═══ Records for this exercise ═══

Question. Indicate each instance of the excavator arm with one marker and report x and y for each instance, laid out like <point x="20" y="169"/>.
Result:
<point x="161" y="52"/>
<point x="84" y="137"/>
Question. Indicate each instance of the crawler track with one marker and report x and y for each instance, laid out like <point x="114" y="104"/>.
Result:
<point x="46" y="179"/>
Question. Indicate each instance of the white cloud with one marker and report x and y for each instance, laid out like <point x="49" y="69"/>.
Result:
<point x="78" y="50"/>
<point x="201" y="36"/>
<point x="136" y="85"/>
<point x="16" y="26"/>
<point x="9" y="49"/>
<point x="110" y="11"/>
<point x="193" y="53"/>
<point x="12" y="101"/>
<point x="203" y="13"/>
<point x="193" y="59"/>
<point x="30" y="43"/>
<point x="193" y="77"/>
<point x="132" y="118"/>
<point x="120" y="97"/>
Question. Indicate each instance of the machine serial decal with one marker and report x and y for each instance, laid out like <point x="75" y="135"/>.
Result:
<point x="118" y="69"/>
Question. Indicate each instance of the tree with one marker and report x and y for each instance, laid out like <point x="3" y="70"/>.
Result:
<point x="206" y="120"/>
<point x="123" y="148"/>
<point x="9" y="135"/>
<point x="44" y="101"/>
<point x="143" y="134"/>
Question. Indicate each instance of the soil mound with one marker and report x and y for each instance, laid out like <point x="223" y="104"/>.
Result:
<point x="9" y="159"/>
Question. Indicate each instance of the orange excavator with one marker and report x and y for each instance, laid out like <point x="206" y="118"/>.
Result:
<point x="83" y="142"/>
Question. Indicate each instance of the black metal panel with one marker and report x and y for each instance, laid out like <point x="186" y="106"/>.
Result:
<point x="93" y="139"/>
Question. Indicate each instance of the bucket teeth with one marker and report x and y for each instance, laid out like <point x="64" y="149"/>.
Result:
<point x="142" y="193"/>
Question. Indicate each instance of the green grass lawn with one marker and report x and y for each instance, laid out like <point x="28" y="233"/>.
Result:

═══

- _The task_
Convert the lines of the material above, from the line containing "Question. Indicate each instance of the soil" through the end of the material, both included, into a JSON list of strings with one string per line, omitting any blank lines.

- _Task answer_
[
  "Question. Indicate each instance of the soil mound with one marker and report x and y for each instance, laid out like <point x=\"223\" y=\"104\"/>.",
  "Result:",
  "<point x=\"9\" y=\"159\"/>",
  "Question. Indicate each instance of the orange excavator with one marker and report x and y for each instance, laid out like <point x=\"206\" y=\"118\"/>.",
  "Result:",
  "<point x=\"83\" y=\"142\"/>",
  "Question. Indicate each instance of the black metal panel with one marker and report x and y for each instance, laid out like <point x=\"186\" y=\"106\"/>.",
  "Result:",
  "<point x=\"93\" y=\"139\"/>",
  "Question. Indicate each instance of the bucket teeth with one marker and report x and y for each instance, laid out like <point x=\"64\" y=\"149\"/>.",
  "Result:",
  "<point x=\"142\" y=\"193\"/>",
  "Question. Indicate each instance of the green grass lawn with one marker and report x and y for each instance, laid out like <point x=\"28\" y=\"233\"/>.",
  "Result:"
]